:: SELECTED EXCERPT ::

BEGIN

In my spare time I composed songs that I sang to keep me company while I did the housework. Everyone in the house used to hum my songs from time to time”.

One day, an unexpected phone call arrived from Patience’s brother, who invited her to Nigeria to attend her nephew’s baptism. When she returned, there was nobody to welcome her. The door was shut, the phone disconnected. “Even today, nobody answers me, nobody gave me back my belongings. That garage, where I was prisoner for years, still holds the remains of my past life, my computer, my jewels, my songs, my clothes”.

“There is very little left of the cheerful and carefree little girl I was, for too long I believed I was born in the wrong place, in the wrong era, in the wrong world. Deprived of everything, without work, I had to leave again: I had heard of a place in Apulia where
there was work in the tomato harvesting”.

In Apulia, “the most brutal stage of my desperate search for happiness” awaited her: the runway of Borgo Mezzanone. “A huge expanse of makeshift homes made of cardboard, wood and sheet metal stretched out before my eyes; I couldn’t see the end of it. Bycicles, so many bycicles. It was a crucible of people from all nations, all in desperate search of something. Some remain on the runway for a short time, some stay forever, I was shivering at the mere idea of spending my whole life in the ghetto. I am a private woman and I tried to stay out of trouble, but trouble found me anyway. To sleep on the runway, in a cardboard house, I payed 5 euros per night. During my first night there, someone stole my cell phone, the little black box that was the access to all my loved ones: my family didn’t hear anything from me for two years. Shortly after, my residence permit expired and I became an illegal immigrant, a ghost without an identity”.

There Patience worked in the fields, during the seasonal harvests and risked her life twice: freezed to death during the frost of 2017, and later due to a fire, caused by a charcoal candle she used to warm up. “The memory of the flames flaring up a few inches away from my face, while I wanted to scream but I couldn’t even let out a wheeze, is vivid”.

But what seemed like a journey towards endless suffering, encounters an unexpected breakthrough. Patience meets Dina, a volunteer who helps her obtain her documents and to file a lawsuit against the family who had left her out on the street in Sicily: “They
owe me 18.000 euros, but I have not received anything to date”.

END

:: PROBLEM ::
Write the next part of the account of Patience's life in Italy, following on from its last sentence.

:: EXTRACTED INFORMATION ::
BEGIN

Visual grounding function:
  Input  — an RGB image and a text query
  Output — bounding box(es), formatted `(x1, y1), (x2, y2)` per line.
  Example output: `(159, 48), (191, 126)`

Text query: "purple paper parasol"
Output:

END

:: RESPONSE AREA ::
Today, Patience has left the Runway, she has found a job in a factory, with a regular contract. She’s happy. She’s free. She lives in a rented house in Borgo Mezzanone and returns to the Runway only to take care of her dogs. Furthermore, she joined the association Ufficio Migrantes as a mediator between the inhabitants of the ghetto and the association, to help those who, just as happened to her, are struggling. “I’m not exactly a lawyer, but as far as is within my capacity, I commit myself so that the voices of those left at the side can be heard and to make sure that, although many of us don’t even exist for the Registry Office, they keep existing as people, as a part of the community, and as such, are safeguarded and assisted”.

With the “Alter Ego” association, she is planning to set up an Italian language school for the inhabitants of the ghetto, who often struggle with the language and are unable to express their needs.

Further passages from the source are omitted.